SUPPLIED TEXT:
*****
Analysis of large datasets

It is stated in the original paper (and also raised by users) that schist may be slow, especially for large datasets. While the underlying library is computationally efficient, the MCMC problem may be difficult to minimize and scales with the square of the number of the edges. In lay terms, this means that the number of cells and the number of neighbors used to build the kNN graph will, in turn, influence the speed of the procedure. Moreover, it is difficult to predict the actual execution time due to the specific nature of the data. In other words, there are datasets in which the algorithms converges pretty fast because the community structure is “easy to find”.

While we are working on an appropriate solution, which may require complete rewriting of the library, there is one workaround that works in most cases, although the solution is not optimal. The solution goes through the analysis of multiple subsamples of the data. Since the MCMC does not scale linearly with the data size, the time required to analyze subsample is possibly smaller than the time required to analyze the full data. Of course, there’s a huge drawback, that is the final solution won’t ever have the same resolution and will find larger communities.
*****
Natural-language object grounding data
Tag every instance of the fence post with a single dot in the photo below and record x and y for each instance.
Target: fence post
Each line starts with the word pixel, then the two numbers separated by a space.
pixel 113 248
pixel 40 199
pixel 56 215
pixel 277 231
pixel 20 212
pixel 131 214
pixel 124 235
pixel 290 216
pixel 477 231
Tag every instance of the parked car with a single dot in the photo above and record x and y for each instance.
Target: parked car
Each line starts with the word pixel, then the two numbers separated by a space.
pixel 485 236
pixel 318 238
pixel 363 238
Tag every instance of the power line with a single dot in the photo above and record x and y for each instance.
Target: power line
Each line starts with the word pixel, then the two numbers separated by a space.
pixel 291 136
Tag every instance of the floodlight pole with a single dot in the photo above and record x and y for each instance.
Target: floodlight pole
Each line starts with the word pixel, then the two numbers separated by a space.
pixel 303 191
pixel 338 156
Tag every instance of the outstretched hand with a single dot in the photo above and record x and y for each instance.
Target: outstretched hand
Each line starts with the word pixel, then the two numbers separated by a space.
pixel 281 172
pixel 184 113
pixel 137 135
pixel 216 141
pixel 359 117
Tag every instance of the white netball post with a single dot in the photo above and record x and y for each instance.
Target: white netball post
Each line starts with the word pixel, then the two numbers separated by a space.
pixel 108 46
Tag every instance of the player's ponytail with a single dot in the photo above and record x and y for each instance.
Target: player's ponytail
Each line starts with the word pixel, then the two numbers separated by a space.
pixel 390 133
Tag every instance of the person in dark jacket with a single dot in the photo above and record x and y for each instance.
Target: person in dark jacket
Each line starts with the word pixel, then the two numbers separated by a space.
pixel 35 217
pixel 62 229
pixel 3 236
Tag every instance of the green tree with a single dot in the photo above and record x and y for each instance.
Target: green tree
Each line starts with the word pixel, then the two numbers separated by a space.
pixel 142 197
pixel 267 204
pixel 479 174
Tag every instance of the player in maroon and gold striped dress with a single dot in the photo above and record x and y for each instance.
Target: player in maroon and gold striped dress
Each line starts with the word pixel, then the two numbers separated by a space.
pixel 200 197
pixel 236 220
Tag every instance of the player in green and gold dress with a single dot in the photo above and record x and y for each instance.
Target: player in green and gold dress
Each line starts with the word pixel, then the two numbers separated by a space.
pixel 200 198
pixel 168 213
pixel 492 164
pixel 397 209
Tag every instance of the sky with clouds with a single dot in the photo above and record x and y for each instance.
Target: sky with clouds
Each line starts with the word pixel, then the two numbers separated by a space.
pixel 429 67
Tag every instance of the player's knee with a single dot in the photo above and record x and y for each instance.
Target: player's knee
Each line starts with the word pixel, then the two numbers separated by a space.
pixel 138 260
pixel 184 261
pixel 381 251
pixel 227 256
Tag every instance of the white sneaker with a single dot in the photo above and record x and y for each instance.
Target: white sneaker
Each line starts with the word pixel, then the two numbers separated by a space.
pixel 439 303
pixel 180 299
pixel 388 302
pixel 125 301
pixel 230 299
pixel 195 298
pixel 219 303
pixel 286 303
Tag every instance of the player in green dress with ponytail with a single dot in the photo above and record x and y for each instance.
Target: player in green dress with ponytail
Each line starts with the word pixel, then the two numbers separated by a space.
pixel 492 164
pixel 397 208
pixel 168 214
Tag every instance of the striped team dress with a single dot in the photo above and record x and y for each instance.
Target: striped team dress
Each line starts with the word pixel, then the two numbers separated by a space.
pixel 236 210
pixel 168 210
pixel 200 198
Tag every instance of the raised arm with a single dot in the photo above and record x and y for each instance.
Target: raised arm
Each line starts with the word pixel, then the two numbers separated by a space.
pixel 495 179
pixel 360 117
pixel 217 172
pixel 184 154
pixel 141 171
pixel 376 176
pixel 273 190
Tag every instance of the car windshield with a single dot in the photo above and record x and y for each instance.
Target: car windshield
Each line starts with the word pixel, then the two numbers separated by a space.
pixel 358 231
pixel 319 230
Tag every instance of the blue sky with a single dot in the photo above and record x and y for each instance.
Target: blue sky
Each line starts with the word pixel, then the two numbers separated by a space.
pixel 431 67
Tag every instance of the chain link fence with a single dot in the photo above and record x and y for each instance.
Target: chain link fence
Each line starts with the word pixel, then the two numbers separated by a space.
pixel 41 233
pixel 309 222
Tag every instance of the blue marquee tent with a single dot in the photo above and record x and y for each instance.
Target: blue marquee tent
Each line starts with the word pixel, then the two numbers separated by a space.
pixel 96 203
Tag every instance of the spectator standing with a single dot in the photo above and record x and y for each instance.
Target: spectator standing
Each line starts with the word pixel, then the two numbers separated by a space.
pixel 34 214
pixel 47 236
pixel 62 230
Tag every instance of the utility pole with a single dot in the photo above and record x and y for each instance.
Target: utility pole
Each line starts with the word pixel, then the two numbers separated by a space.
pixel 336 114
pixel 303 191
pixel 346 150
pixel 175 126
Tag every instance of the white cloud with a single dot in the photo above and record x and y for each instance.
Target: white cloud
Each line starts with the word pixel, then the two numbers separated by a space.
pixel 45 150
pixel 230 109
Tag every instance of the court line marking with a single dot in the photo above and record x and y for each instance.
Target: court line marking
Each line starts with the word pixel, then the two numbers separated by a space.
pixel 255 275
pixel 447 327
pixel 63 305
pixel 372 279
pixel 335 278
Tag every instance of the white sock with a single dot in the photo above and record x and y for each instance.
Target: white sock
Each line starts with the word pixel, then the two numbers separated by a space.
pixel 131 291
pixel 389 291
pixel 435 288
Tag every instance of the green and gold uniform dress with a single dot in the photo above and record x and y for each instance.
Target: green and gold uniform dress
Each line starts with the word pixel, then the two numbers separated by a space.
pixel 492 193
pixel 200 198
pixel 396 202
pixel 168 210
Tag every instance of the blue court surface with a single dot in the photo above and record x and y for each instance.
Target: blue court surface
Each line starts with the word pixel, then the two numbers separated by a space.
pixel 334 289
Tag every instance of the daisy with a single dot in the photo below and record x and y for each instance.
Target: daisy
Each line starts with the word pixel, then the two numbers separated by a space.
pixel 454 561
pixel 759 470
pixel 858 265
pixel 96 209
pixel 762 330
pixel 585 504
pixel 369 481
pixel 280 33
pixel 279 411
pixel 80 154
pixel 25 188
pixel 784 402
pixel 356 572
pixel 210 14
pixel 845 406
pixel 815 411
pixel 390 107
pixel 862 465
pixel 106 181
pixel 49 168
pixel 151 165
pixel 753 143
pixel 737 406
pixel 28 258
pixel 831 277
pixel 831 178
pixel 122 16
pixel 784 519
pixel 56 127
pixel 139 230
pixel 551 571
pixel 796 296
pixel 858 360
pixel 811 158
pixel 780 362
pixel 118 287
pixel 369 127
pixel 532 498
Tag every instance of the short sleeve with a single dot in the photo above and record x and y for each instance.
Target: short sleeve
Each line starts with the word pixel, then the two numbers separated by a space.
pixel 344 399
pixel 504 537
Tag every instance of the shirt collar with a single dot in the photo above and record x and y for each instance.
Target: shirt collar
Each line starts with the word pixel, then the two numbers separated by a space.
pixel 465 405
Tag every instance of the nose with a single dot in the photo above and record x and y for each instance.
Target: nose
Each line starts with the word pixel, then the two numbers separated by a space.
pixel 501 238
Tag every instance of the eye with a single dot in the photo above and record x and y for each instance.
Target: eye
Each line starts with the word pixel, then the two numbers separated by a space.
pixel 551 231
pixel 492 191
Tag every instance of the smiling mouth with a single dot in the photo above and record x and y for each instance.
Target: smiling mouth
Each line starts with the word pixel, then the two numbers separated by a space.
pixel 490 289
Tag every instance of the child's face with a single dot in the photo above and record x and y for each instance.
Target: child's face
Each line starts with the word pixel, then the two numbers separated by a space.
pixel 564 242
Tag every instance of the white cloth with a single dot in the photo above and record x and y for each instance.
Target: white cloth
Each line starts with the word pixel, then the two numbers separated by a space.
*****
CHECK YOUR UNDERSTANDING:
1 > Answer these questions using the passage on analyzing large datasets:
(a) According to the passage, the MCMC problem scales with what quantity?
(b) Which two factors does the passage say will influence the speed of the procedure?
(c) What drawback of the subsample workaround does the passage name?
2 > In one to three sentences, explain why the passage on analyzing large datasets suggests that analyzing a subsample may take less time than analyzing the full data.
3 > Write out the passage on analyzing large datasets word for word, starting at "While we are" and ending at "find larger communities.".

SOLUTIONS PER TASK:
1 >
(a) It scales with the square of the number of the edges.
(b) The number of cells and the number of neighbors used to build the kNN graph.
(c) The final solution won't ever have the same resolution and will find larger communities.

2 > The MCMC does not scale linearly with the data size. It scales with the square of the number of edges, so the time needed for a subsample is possibly smaller than the time needed for the full data.

3 >
While we are working on an appropriate solution, which may require complete rewriting of the library, there is one workaround that works in most cases, although the solution is not optimal. The solution goes through the analysis of multiple subsamples of the data. Since the MCMC does not scale linearly with the data size, the time required to analyze subsample is possibly smaller than the time required to analyze the full data. Of course, there’s a huge drawback, that is the final solution won’t ever have the same resolution and will find larger communities.